_Quoted passage_
•••

Enough about me. We all know, thanks to Matt Tully's column, that Mayor Ballard ducked that leadership thing once again and chose to do his best Boss Hog impersonation by appearing at the Republican caucus meeting prior to the Council meeting and let them know he did not want this ordinance to appear on his desk. No ordinance - no disclosure of a position - no harm to a reelection effort. No leadership. (I'd provide a link to Tully's column but its not available at for some reason. Instead here's a link to Gary Welsh's Advance Indiana piece with an embedded link that may get reactivated some day.) Francesca Jarosz' Star piece, published 2 days prior to Tully's piece, which describes the Council's debate is still available on their website.

Here's how the Councillors voted on the smoking ban, Prop 371 : Yes (12) Republicans Hunter, Malone, Smith, and Vaughn, joined Democrats Bateman, Evans, Lewis , B. Mahern, Mansfield, Moriarty, Nytes, and Sanders. No (13) Libertarian Coleman and Democrats Brown and Oliver, joined Republicans Cain, Cardwell, Cockrum, Day, Lutz, McHenry, McQuillen, Plowman, Scales, and Speedy. Democrats D. Mahern and Gray abstained from the vote and Councillors Minton-McNeill and Pfisterer were absent all night. The vote failed.

While one cannot know how the Republicans would have voted had Mayor Ballard not instructed them not to let it get to his desk, one does have to wonder. And, one has to wonder whether any of the Councillors believe they have a duty as separately elected officials to act separately from their party and separately from the reelection efforts of the Mayor of the same party.

I do want to thank Councillors Hunter and Mansfield for authoring Prop 371 and Councillors Evans and Malone for signing on to it. A smoking ban is a discussion this community needs to have. And we will have it again because this is the path down which smoking in Indy will be curtailed. The only question is when.


Paul K. Ogden said...

Regarding smoking, there is no "right" to work in a non-smoking workplace. Likewise, there is no right of smokers to smoke in a private business establishment nor is there any right of non-smokers to patronize those establishments free of smoke.

This is about business owners rights and how far we should go as government in regulating how they operate their business.

We came to a very reasonable compromise on this issue - a ban which is aimed at protecting those who can't made adult decisions - those under 18. Places that serve those under 18 have to be non-smoking. A logical compromise that still allows adults to make adult decisions. That was not good enough though.

I hate being around smoking My father died of smoking. If a place has smoking, I simply do not go there. I don't feel though I have some sort of right to tell a private busines owner, catering to adults only, how he or she should run their business.

Had Enough Indy? said...

Paul, I actually thought of you as I wrote that phrase.

I have no antipathy toward smokers or being in smoky environments. But, I do think folks have a right not to have to work 40 hours a week in said environment. That right may not be written in legal language, but, I think inherently it does exist. Just like they have the right to work in a safe environment - which is codified in rules if not laws. (Although our last place work safety ranking in the Forbes list illuminates a pro-business propensity here in Indiana.) The law says that people have a right to work in an environment free of sexual harassment - a law which has all sorts of detractors to say the least, but which I support strongly. Those laws follow an inherent right in my view.

Its the balance that is difficult for me personally to pinpoint.

Paul K. Ogden said...

The problem is people already have a right to not work in a smokey environment. They don't have to take the job.

If I take a job where there is smoking, that's a choice I make. Same thing if I patronize a bar where there is smoking. I don't think anyone is fooled that being around smoking is not hazardous.

•••

_Supplied entries_
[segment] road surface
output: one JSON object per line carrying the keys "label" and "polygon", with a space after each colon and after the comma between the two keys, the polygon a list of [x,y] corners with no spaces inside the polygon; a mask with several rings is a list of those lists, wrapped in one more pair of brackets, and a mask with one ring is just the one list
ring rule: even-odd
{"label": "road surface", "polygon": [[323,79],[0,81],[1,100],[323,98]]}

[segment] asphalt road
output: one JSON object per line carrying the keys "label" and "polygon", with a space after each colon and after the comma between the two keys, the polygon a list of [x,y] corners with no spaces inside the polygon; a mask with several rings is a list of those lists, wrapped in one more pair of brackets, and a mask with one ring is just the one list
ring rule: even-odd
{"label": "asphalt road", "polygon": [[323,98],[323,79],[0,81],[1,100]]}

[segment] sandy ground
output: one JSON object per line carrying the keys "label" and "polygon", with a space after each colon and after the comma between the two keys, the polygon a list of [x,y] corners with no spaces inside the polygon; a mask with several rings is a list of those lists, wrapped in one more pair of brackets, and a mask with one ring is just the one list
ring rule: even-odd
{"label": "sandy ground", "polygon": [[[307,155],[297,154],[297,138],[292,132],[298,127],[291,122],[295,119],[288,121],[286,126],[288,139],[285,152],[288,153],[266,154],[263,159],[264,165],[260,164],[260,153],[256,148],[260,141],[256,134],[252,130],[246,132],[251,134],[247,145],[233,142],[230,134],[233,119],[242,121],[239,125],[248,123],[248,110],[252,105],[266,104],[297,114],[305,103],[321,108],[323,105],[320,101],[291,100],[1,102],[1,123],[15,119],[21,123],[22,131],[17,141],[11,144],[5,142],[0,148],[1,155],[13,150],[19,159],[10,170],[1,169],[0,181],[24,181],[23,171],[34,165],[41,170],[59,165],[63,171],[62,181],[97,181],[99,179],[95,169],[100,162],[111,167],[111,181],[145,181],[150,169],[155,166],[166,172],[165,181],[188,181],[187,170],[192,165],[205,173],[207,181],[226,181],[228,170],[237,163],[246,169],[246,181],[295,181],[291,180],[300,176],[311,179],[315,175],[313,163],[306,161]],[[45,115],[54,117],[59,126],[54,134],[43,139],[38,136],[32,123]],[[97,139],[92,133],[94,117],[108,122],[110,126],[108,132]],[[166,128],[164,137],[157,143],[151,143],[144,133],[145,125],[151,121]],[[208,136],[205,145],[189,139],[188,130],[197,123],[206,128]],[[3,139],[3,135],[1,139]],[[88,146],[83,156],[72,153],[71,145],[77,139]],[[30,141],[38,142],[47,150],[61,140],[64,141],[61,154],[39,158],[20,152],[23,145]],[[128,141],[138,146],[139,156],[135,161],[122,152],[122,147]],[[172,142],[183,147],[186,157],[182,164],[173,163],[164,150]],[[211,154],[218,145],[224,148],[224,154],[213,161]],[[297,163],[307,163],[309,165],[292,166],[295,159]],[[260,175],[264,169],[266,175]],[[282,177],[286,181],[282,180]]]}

•••

_Assigned task_
In the post about the smoking ban vote, which two Councillors authored Prop 371?

_Reply to the exercise_
Councillors Hunter and Mansfield.